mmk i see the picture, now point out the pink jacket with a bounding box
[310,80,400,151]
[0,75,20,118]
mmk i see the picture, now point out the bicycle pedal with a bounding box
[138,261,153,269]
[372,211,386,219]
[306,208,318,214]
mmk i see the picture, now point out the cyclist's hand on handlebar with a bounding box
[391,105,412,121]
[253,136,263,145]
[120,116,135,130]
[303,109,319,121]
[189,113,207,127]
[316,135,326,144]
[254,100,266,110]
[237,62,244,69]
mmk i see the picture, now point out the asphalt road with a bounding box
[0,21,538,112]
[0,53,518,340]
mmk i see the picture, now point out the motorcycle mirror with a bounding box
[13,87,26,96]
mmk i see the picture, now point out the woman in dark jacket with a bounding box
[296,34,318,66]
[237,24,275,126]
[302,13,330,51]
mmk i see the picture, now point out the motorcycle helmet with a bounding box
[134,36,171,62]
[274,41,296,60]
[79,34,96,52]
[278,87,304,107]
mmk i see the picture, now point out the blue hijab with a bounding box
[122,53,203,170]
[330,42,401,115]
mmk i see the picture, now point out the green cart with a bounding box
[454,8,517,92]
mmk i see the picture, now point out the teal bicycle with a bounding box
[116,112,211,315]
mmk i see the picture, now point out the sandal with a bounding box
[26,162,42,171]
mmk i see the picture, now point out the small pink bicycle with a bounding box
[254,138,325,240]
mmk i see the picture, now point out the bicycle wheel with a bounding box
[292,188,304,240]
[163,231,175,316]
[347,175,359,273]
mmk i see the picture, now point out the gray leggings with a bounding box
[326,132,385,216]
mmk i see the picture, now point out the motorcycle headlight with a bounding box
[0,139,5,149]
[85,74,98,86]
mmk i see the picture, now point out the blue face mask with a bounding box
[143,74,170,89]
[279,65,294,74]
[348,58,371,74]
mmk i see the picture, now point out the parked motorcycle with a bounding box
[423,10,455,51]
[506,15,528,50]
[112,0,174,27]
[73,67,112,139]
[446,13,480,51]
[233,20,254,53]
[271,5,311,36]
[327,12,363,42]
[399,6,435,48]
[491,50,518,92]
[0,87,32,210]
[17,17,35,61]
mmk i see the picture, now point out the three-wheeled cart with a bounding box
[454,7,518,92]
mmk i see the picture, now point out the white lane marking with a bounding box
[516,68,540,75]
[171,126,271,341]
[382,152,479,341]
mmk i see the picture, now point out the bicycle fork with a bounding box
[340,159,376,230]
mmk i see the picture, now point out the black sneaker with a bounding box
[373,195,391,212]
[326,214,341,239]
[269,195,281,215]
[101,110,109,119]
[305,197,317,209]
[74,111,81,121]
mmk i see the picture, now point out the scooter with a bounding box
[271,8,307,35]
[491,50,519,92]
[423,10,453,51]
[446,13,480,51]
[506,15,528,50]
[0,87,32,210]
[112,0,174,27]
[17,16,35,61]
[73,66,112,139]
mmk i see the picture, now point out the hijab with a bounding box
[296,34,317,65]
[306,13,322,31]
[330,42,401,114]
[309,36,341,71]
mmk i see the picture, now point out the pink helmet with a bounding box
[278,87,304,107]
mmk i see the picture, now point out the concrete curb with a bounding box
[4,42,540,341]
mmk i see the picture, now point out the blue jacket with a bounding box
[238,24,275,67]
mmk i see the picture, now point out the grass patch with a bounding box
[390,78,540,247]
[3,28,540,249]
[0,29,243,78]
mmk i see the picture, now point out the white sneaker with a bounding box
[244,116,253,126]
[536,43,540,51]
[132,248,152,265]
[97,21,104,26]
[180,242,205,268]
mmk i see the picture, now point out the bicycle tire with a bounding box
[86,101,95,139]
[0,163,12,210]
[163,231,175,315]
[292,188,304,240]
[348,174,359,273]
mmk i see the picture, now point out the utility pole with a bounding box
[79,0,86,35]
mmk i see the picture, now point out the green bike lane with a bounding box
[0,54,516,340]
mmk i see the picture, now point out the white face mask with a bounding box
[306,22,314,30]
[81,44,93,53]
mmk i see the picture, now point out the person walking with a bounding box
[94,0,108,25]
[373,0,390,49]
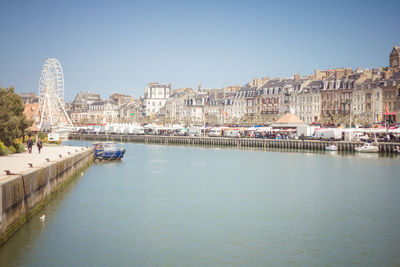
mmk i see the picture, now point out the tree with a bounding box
[0,87,31,146]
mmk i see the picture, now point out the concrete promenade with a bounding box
[0,144,93,245]
[0,145,90,180]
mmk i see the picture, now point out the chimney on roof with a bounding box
[294,74,300,82]
[372,71,381,80]
[363,69,372,78]
[345,68,352,77]
[383,70,392,79]
[252,78,263,88]
[260,77,269,88]
[314,69,320,80]
[335,69,345,79]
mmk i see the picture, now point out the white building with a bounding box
[143,82,171,117]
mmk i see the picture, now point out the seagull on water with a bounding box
[40,215,45,221]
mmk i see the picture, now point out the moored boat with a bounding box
[354,143,379,153]
[93,142,126,160]
[325,144,338,151]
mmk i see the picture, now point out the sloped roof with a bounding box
[28,124,40,132]
[391,46,400,55]
[24,103,39,121]
[73,91,100,104]
[261,78,293,89]
[275,113,304,124]
[238,83,255,91]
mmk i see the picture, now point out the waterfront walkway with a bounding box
[0,145,90,180]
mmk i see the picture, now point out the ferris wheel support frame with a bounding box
[36,58,73,130]
[56,93,73,126]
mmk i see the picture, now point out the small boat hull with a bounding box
[93,142,126,160]
[355,143,379,153]
[325,145,338,151]
[94,149,126,160]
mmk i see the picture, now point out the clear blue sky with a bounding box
[1,0,399,101]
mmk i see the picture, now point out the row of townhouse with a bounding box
[67,91,142,124]
[203,46,400,125]
[234,69,399,125]
[65,46,400,125]
[68,82,171,125]
[66,69,399,126]
[162,68,399,126]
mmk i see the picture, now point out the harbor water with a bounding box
[1,141,400,266]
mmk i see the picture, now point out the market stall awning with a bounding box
[275,113,305,124]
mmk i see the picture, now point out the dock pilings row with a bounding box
[70,133,400,154]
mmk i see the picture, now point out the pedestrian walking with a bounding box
[27,136,33,153]
[37,139,43,154]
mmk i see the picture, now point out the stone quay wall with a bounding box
[70,133,400,154]
[0,148,93,245]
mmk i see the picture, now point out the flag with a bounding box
[385,104,389,115]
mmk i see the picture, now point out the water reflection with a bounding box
[1,141,399,266]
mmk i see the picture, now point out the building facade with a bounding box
[390,46,400,69]
[143,82,171,117]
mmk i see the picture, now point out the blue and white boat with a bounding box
[93,142,126,160]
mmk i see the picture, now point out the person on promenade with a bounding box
[27,136,33,153]
[37,139,43,154]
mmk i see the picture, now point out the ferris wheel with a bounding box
[36,58,73,130]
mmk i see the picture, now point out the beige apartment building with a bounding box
[160,88,194,123]
[297,80,323,123]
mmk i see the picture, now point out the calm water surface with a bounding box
[1,141,400,266]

────────────────────────────────────────

→ **Exercise**: Each line of the data should be quoted exactly, with pictures left out.

→ **Solution to this exercise**:
mmk i see the picture, now point out the pink jacket with a bounding box
[310,80,400,151]
[0,75,20,118]
mmk i see the picture, now point out the bicycle pedal with a bounding box
[138,261,153,269]
[372,211,386,219]
[306,208,318,214]
mmk i see the picture, now point out the cyclist's hand on handlebar with a bounding box
[391,105,412,121]
[253,136,263,145]
[120,116,135,130]
[303,109,319,121]
[189,113,207,127]
[316,135,326,144]
[254,100,266,110]
[237,62,244,69]
mmk i see the picture, now point out the asphalt road with a bounding box
[0,21,538,112]
[0,53,518,340]
mmk i see the picture, now point out the motorcycle mirror with a bounding box
[13,87,26,96]
mmk i see the picture, now point out the woman in dark jacket with a bounding box
[296,34,318,66]
[237,24,275,126]
[302,13,330,51]
mmk i see the picture, now point out the motorcycle helmet with a bounding box
[134,36,171,62]
[274,41,296,60]
[79,34,96,52]
[278,87,304,107]
mmk i see the picture, now point out the blue hijab with a bounding box
[122,53,203,170]
[330,42,401,115]
mmk i see the picture, now point out the green cart with a bounding box
[454,8,517,92]
mmk i see the picture, now point out the teal bicycle with a bounding box
[116,112,211,315]
mmk i see the picture, now point out the sandal with a bounding box
[26,162,42,171]
mmk i see the picture, now point out the small pink bicycle with a bounding box
[254,138,325,240]
mmk i see the picture, now point out the bicycle wheel with a bounding box
[292,188,304,240]
[163,231,175,316]
[347,175,359,273]
mmk i see the picture, now point out the gray leggings with a bounding box
[326,132,385,216]
mmk i see the picture, now point out the motorcycle headlight with a bounding box
[0,139,5,149]
[85,74,98,86]
mmk i see the picture, now point out the blue face mask with a bounding box
[143,74,170,89]
[279,65,294,74]
[348,58,371,74]
mmk i see the picture, now point out the parked motorcycle with a bounding box
[423,10,455,51]
[506,15,528,50]
[112,0,174,27]
[73,67,112,139]
[446,13,480,51]
[233,20,254,53]
[271,5,311,36]
[327,12,363,42]
[399,6,435,48]
[491,50,518,92]
[0,87,32,210]
[17,17,35,61]
mmk i see the picture, now point out the three-wheeled cart with a bounding box
[454,7,518,92]
mmk i see the picture, now point out the white lane marking with a bounding box
[516,68,540,75]
[171,126,271,341]
[382,152,479,341]
mmk i see the picture, now point out the bicycle fork with a bounding box
[340,159,376,230]
mmk i see the picture, now point out the black sneaker with a bounding box
[373,195,391,212]
[326,214,341,239]
[269,195,281,215]
[101,110,109,119]
[305,197,317,209]
[74,111,81,121]
mmk i see the picture, now point out the scooter with a bounding box
[271,8,307,35]
[491,50,519,92]
[423,10,453,51]
[446,13,480,51]
[506,15,528,50]
[0,87,32,210]
[112,0,174,27]
[17,16,35,61]
[73,66,112,139]
mmk i see the picture, now point out the hijab with a bounding box
[296,34,317,65]
[306,13,322,31]
[330,42,401,114]
[309,36,341,71]
mmk i see the picture, now point out the pink helmet with a bounding box
[278,87,304,107]
mmk i see the picture, now point out the concrete curb with a bounding box
[4,42,540,341]
mmk i see the picture, now point out the blue jacket with a bounding box
[238,24,275,67]
mmk i see the picture, now point out the grass patch with a bounding box
[390,78,540,247]
[3,28,540,249]
[0,29,243,78]
mmk i see the picture, now point out the white sneaker with a bounding box
[244,116,253,126]
[536,43,540,51]
[132,248,152,265]
[97,21,104,26]
[180,242,205,268]
mmk i see the picture, now point out the bicycle tire with a bounding box
[86,101,95,139]
[0,163,12,210]
[163,231,175,315]
[292,188,304,240]
[348,174,359,273]
mmk i see the picture, now point out the utility pole with a bounding box
[79,0,86,35]
mmk i see the picture, now point out the green bike lane with a bounding box
[0,54,516,340]
mmk i see the picture, now point out the white face mask with a bounding box
[306,22,314,30]
[81,44,93,53]
mmk i see the picture, now point out the person walking with a bounding box
[94,0,108,25]
[373,0,390,49]
mmk i see the picture, now point out the tree with a bounding box
[0,87,31,146]
mmk i see the picture, now point out the concrete promenade with a bounding box
[0,144,93,245]
[0,145,90,180]
mmk i see the picture, now point out the chimney on roof with a bounding box
[294,74,300,82]
[372,71,381,80]
[363,69,372,78]
[345,68,352,77]
[383,70,392,79]
[252,78,263,88]
[260,77,269,88]
[314,69,320,80]
[335,69,345,79]
mmk i see the picture, now point out the white building with a bounding box
[143,82,171,117]
mmk i see the picture, now point out the seagull on water with a bounding box
[40,215,45,221]
mmk i see the picture, now point out the moored boat with a bounding box
[354,143,379,153]
[93,142,126,160]
[325,144,338,151]
mmk i see the picture, now point out the sloped roof with a bounding box
[28,124,40,132]
[391,46,400,55]
[24,103,39,121]
[73,91,100,104]
[261,78,293,89]
[275,113,304,124]
[238,83,255,91]
mmk i see the picture, now point out the waterfront walkway with a bounding box
[0,145,90,180]
mmk i see the picture, now point out the ferris wheel support frame with a bounding box
[36,58,73,130]
[56,93,73,126]
mmk i see the picture, now point out the small boat hull with a bounding box
[93,142,126,160]
[355,143,379,153]
[325,145,338,151]
[94,149,126,160]
mmk i see the picture, now point out the clear blue sky with a bounding box
[1,0,399,101]
mmk i see the picture, now point out the row of townhouse with a bounding box
[67,91,142,124]
[203,46,400,125]
[234,69,399,125]
[65,46,400,125]
[68,82,171,125]
[66,69,399,126]
[162,68,399,126]
mmk i see the picture, now point out the harbor water with a bounding box
[1,141,400,266]
mmk i see the picture, now point out the market stall awning with a bounding box
[275,113,305,124]
mmk i see the picture, now point out the dock pilings row with a bounding box
[70,133,400,154]
mmk i see the picture, now point out the pedestrian walking with a bounding box
[27,136,33,153]
[37,139,43,154]
mmk i see the picture, now point out the stone quay wall with a bounding box
[70,133,400,154]
[0,148,93,245]
mmk i see the picture, now point out the flag with a bounding box
[385,104,389,115]
mmk i see the picture, now point out the water reflection with a bounding box
[1,141,399,266]
mmk i see the picture, now point out the building facade with a bounding box
[390,46,400,69]
[143,82,171,117]
mmk i see the picture, now point out the blue and white boat with a bounding box
[93,142,126,160]
mmk i see the picture, now point out the person on promenade with a bounding box
[27,136,33,153]
[37,139,43,154]
mmk i see the picture, now point out the ferris wheel with a bounding box
[36,58,73,130]
mmk i see the picture, now point out the beige apartment building with a bounding box
[160,88,194,123]
[297,80,323,123]
mmk i see the picture, now point out the calm water surface with a bounding box
[1,141,400,266]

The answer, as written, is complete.